▶ DATA EXCERPTS:
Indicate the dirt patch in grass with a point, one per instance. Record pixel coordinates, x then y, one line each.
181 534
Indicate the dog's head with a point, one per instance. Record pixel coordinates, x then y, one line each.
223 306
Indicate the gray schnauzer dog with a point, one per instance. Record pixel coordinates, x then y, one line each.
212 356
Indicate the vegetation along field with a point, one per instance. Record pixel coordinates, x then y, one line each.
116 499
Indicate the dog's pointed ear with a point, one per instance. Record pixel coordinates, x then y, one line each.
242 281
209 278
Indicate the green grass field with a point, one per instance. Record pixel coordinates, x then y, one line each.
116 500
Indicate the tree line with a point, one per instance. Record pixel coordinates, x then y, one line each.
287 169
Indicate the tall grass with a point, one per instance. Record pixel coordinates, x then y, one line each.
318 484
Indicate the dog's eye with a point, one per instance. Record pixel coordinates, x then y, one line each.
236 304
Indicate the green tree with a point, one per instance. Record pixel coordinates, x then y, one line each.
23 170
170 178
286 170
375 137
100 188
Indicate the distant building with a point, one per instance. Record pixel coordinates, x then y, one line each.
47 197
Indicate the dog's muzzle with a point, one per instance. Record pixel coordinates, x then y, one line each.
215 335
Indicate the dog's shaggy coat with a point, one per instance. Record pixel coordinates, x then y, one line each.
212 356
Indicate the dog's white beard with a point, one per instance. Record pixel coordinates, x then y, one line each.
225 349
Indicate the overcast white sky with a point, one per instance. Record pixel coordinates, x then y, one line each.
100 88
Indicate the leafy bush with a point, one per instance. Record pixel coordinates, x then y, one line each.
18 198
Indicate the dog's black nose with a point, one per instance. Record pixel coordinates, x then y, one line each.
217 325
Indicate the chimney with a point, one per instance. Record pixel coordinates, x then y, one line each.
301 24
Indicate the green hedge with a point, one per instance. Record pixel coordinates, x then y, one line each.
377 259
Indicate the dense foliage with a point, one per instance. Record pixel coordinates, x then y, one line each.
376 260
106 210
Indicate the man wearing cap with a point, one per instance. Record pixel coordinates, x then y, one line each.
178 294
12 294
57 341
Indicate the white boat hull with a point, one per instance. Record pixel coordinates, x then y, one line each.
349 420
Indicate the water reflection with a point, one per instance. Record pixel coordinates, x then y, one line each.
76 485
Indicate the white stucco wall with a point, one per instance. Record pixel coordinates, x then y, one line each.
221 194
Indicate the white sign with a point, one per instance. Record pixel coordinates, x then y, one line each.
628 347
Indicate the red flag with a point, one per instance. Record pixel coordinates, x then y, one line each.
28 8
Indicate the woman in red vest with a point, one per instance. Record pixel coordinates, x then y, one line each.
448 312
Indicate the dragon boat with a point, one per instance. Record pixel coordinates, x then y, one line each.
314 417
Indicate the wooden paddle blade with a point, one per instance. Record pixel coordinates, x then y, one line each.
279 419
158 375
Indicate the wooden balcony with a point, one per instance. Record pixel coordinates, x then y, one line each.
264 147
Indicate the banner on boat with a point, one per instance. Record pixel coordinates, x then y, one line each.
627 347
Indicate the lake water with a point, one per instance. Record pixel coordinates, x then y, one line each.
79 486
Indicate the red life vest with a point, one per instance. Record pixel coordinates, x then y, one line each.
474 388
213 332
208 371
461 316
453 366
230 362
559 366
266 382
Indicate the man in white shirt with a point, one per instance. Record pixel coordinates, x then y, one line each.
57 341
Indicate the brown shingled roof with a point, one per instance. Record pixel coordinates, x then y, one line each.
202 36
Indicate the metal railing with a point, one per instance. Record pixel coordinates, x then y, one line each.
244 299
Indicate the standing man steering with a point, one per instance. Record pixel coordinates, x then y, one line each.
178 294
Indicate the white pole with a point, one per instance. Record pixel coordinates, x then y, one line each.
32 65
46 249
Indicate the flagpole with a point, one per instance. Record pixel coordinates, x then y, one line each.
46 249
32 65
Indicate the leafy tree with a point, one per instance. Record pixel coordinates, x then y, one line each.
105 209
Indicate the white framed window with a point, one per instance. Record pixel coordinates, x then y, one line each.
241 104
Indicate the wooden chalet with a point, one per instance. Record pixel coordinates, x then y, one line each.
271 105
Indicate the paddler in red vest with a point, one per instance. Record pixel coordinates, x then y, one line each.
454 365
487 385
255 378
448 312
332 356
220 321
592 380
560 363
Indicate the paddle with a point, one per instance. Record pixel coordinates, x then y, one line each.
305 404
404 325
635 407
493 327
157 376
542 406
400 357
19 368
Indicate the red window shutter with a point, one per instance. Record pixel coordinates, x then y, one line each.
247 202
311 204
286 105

▶ TASK INSTRUCTIONS:
Output the records above exactly as written.

▶ OUTPUT OF THE EXERCISE:
Indicate the dirt patch in grass with a point, one per instance. Record pixel coordinates, x then y, one line each.
181 534
Indicate the dog's head with a point, one per instance. Record pixel coordinates, x then y, one line each.
223 306
Indicate the gray schnauzer dog with a point, one per instance. Record pixel coordinates, x then y, one line each.
212 356
Indicate the vegetation along field with a point, one per instance. Record pixel coordinates, x then y, one line each.
116 499
Indicate the dog's pointed ear with a point, one per instance. Record pixel coordinates, x then y, one line each.
242 281
209 278
Indicate the green grass field with a point, one per instance. Record pixel coordinates, x then y, one line each.
116 500
Indicate the tree line with a point, one per instance. Record pixel coordinates, x then y, one line each.
287 169
Indicate the tall grass with a point, one per instance. Record pixel coordinates, x then y, one line each.
318 484
Indicate the dog's eye with a point, one per instance. Record pixel coordinates, x then y, one line each.
236 304
Indicate the green tree with a point, one per instance. Record pixel coordinates, x then y, one line each.
23 170
170 178
286 170
375 137
100 188
Indicate the distant building with a point, one per instance. Record pixel coordinates, x then y, one line each.
47 197
Indicate the dog's muzzle with a point, one per instance. Record pixel coordinates, x then y, one line each.
215 335
Indicate the dog's shaggy coat with a point, one per instance. Record pixel coordinates, x then y, one line each.
212 356
Indicate the dog's white beard with a point, one per instance. Record pixel coordinates, x then y, one line each.
225 349
Indicate the overcast white sky with a point, one per instance. Record pixel coordinates, x then y, one line each.
100 88
Indicate the leafy bush with a point, one per instance. Record pixel coordinates, x then y, one line each.
18 198
Indicate the dog's black nose with a point, one per instance. Record pixel coordinates, x then y, one line each.
217 325
Indicate the chimney with a point, one per instance. Record pixel coordinates, x then y, one line each.
301 24
Indicate the green hedge with a point, one per instance. Record pixel coordinates, x then y, one line each.
377 259
Indicate the dense foliage with a point, one per instance. Record pixel coordinates, x then y, one line each.
376 260
106 210
Indicate the man wearing cap with a point, one per instance. Record pixel coordinates, x then y, one line each.
178 294
12 294
57 341
Indicate the white boat hull with a point, one per instance. Record pixel coordinates, x then y, one line each.
349 420
Indicate the water reflection with a point, one per instance. Record pixel coordinates, x then y, one line each.
76 485
Indicate the white stucco wall with a point, one per instance. Record pixel coordinates, x then y, one line each.
221 194
Indicate the white sign with a point, one per instance. Record pixel coordinates, x then y, one line each.
628 347
Indicate the red flag with a point, one per instance. Record pixel coordinates, x then y, one line each.
28 8
Indicate the woman in red vest with a point, one per instance. Record pixel coordinates, x then y, one line each.
448 312
Indicate the dragon boat with a point, one per instance. Record pixel coordinates, x then y, one line each.
314 417
Indicate the wooden paddle blade with a point, one per instance. Record pixel coordinates, x then y, one line each.
279 419
158 375
Indicate the wooden balcony with a point, one per instance. Record pixel coordinates, x then y, one line each.
264 147
Indicate the banner on boat with a point, one per instance. Record pixel coordinates, x then y, one line each.
627 347
Indicate the lake water with a point, one per instance. Record pixel coordinates, x then y, one line each.
79 486
Indicate the red life vest with a point, one per instance. Record pixel coordinates, x then y, one line each.
474 388
213 332
208 371
461 316
453 366
230 362
559 366
266 382
Indicate the man in white shirt with a point, one per instance. Record pixel coordinates, x then y, one line each.
57 341
Indicate the brown shingled roof with a point, one per instance. Record pixel coordinates, x then y, one line each.
202 36
Indicate the metal railing with a point, one per instance. Record pixel coordinates, x then y, one line each.
244 299
Indicate the standing man steering with a point, one per instance. Record pixel coordinates, x then y, one line each.
178 294
Indicate the white pole with a point, one per instance. Record pixel coordinates, x then y, one line each.
32 65
46 249
Indicate the flagpole with a point, one per instance. Record pixel coordinates, x then y, one line each.
46 249
32 65
Indicate the leafy tree with a point, one per instance. Record pixel coordinates, x then y, one line each.
105 209
Indicate the white framed window with a point, one per instance. Record pixel coordinates, x then y, one line each.
241 104
Indicate the wooden chalet with a point, one per instance. Record pixel coordinates, x then y, one line each.
271 105
Indicate the paddler in red vest with a point, one per instance. Record pixel coordinates, x then y, one line each.
454 365
487 385
255 378
448 312
332 356
220 321
592 380
560 363
Indicate the paddle with a point, one per instance. Record pixel coordinates, x then y, one line each.
305 404
404 325
635 407
493 327
157 376
542 406
400 357
19 368
Indicate the red window shutter with a point, one per instance. Record pixel coordinates, x then y, one line each.
247 202
311 204
286 105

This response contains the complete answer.